EXTRACTED MATERIAL →
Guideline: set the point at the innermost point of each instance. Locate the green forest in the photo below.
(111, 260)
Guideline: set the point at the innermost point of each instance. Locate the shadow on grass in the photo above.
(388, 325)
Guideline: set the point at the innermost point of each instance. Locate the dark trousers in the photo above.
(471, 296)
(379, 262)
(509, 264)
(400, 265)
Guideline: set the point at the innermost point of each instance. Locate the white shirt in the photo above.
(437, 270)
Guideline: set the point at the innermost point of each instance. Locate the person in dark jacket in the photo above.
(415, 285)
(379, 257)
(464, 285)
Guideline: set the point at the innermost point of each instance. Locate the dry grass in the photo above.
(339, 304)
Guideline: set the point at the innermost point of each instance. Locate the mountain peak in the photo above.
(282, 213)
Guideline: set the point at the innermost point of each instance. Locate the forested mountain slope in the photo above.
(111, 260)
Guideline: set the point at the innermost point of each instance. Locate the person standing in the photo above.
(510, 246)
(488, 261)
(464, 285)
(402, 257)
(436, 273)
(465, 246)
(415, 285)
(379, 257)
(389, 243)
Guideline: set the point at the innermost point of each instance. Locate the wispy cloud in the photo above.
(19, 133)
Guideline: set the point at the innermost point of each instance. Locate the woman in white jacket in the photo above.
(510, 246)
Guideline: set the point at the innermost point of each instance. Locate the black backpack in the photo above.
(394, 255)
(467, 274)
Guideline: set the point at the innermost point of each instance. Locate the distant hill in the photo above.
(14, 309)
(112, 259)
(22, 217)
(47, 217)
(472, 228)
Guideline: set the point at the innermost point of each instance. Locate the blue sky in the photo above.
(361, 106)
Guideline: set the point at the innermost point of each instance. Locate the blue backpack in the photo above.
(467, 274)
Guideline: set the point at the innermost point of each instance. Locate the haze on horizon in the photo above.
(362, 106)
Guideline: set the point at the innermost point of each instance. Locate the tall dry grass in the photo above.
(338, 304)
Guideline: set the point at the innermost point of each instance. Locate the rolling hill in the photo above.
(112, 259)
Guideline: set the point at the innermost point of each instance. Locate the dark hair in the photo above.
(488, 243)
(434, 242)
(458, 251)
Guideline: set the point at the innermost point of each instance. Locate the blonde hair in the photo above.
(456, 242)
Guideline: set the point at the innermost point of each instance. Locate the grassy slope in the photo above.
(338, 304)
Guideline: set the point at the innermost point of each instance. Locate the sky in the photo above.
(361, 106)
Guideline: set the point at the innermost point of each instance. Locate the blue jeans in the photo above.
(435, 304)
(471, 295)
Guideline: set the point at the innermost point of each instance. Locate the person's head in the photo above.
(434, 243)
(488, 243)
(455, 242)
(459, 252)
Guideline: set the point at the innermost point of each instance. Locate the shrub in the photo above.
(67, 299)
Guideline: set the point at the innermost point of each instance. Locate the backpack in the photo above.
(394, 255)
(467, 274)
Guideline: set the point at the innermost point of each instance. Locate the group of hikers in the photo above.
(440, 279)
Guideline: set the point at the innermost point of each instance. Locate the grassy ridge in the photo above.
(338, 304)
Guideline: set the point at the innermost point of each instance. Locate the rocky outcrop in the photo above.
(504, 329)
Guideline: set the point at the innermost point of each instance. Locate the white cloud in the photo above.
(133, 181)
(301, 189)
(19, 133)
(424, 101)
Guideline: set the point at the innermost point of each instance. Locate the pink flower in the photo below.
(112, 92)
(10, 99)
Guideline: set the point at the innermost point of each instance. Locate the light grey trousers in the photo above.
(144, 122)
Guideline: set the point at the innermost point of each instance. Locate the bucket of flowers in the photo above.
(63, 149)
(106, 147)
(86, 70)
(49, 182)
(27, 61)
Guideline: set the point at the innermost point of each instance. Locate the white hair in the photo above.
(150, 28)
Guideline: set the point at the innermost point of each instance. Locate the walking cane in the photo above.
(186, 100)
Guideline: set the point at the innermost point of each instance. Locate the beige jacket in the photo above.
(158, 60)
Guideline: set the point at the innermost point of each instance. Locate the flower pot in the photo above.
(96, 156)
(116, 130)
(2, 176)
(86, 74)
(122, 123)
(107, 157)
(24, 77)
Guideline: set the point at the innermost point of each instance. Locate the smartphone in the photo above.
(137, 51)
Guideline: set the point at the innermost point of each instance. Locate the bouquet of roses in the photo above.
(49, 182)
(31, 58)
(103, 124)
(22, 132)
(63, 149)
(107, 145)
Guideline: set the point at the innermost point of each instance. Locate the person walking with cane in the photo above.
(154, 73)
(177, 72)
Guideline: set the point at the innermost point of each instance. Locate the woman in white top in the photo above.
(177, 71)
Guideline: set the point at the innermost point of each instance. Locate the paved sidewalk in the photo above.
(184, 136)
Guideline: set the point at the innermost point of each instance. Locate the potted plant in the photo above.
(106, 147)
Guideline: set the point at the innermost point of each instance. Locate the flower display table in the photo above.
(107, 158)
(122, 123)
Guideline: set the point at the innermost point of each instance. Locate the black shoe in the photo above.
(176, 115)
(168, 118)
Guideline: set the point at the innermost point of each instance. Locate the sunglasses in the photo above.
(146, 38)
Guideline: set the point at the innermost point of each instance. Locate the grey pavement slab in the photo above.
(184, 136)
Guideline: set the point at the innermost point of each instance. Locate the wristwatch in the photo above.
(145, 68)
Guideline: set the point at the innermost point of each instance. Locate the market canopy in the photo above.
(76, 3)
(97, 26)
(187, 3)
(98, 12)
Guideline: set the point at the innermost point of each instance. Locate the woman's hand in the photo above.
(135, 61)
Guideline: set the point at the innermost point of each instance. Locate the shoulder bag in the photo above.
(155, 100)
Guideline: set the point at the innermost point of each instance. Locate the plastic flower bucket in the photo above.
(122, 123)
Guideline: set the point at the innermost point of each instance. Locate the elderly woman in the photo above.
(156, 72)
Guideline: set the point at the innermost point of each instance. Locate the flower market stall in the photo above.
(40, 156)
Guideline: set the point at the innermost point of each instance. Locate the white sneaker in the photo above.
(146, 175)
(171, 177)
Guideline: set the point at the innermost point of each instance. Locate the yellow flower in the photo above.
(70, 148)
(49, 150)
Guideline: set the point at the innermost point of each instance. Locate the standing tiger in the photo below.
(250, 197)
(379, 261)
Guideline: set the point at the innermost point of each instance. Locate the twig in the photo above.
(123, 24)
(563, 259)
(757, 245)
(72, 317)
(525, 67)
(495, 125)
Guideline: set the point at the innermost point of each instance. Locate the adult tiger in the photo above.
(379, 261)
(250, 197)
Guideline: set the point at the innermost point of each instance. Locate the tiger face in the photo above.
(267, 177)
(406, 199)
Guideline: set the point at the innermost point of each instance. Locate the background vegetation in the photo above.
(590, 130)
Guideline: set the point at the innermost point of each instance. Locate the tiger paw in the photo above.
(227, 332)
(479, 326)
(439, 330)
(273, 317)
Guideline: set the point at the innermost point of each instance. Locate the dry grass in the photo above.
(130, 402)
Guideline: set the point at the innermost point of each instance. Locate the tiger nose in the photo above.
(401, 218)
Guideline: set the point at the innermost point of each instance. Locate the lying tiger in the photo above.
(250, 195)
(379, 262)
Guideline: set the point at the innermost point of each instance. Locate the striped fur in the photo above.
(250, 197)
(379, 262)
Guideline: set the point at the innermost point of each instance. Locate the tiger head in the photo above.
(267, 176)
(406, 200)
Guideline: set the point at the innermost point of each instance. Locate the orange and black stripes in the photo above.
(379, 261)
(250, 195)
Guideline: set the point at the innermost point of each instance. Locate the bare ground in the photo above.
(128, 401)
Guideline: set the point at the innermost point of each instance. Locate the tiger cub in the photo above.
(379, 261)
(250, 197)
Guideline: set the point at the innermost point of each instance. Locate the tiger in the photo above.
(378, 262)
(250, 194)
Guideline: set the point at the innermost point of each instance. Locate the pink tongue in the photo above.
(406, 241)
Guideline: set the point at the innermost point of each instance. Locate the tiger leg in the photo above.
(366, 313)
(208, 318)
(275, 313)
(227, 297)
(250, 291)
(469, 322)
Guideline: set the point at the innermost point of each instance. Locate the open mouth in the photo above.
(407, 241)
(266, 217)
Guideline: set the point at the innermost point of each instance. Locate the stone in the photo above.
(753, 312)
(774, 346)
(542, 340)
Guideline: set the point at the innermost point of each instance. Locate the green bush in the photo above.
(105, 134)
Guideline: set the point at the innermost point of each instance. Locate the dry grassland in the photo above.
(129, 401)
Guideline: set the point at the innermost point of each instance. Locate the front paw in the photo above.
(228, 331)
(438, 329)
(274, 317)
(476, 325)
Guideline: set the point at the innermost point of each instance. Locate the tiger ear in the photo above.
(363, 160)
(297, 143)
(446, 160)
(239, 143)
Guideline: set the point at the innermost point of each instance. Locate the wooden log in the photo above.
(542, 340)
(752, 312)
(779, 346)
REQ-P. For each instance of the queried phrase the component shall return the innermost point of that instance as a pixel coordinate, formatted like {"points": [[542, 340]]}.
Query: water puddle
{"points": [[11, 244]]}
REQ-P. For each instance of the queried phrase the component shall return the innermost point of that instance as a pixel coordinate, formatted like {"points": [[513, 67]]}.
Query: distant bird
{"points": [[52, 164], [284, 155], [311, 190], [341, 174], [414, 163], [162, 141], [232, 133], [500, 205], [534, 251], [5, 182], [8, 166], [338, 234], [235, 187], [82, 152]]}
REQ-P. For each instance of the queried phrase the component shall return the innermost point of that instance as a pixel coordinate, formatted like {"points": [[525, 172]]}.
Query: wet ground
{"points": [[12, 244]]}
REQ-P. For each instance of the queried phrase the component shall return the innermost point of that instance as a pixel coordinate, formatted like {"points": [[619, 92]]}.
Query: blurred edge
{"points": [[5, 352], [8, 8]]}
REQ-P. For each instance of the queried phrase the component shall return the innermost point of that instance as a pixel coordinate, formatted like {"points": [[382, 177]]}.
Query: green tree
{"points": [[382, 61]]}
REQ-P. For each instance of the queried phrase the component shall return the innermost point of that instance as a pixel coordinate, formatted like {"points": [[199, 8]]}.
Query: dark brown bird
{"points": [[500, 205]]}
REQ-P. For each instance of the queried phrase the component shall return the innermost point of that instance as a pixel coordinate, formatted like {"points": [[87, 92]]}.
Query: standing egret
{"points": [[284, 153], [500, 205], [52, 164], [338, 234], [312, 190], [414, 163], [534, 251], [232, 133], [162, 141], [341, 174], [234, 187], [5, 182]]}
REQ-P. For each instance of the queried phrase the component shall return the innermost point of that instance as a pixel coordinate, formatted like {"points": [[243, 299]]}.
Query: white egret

WORK TO COMPLETE →
Every line of the records above where the string "that" is found should be copied.

OUTPUT FOR THIS EXERCISE →
REQ-P. For each instance of the queried phrase the component shall return the innermost point of that instance as a pixel coordinate, formatted like {"points": [[542, 340]]}.
REQ-P. For each instance of the queried phrase the component shall return the innermost point of that instance as a pixel coordinate, formatted like {"points": [[513, 67]]}.
REQ-P. For each instance of the queried phrase the component shall return the innermost point of that instance as a pixel coordinate, formatted like {"points": [[525, 172]]}.
REQ-P. For each instance of the queried phrase the component shall return the innermost point of that instance as a pixel coordinate, formatted like {"points": [[619, 92]]}.
REQ-P. For each instance of the queried phrase the component shall return the innermost point of that instance as a pixel coordinate, formatted like {"points": [[382, 177]]}.
REQ-P. For each instance of the queried phrase the component shall return the innermost point of that instance as a pixel coordinate, formatted like {"points": [[199, 8]]}.
REQ-P. For each instance of the queried phrase the component shall return the innermost point of that instance as a pixel coordinate, formatted like {"points": [[87, 92]]}.
REQ-P. For each instance of the queried phrase the component shall return the innermost point of that instance as a pixel coordinate, formatted like {"points": [[243, 299]]}.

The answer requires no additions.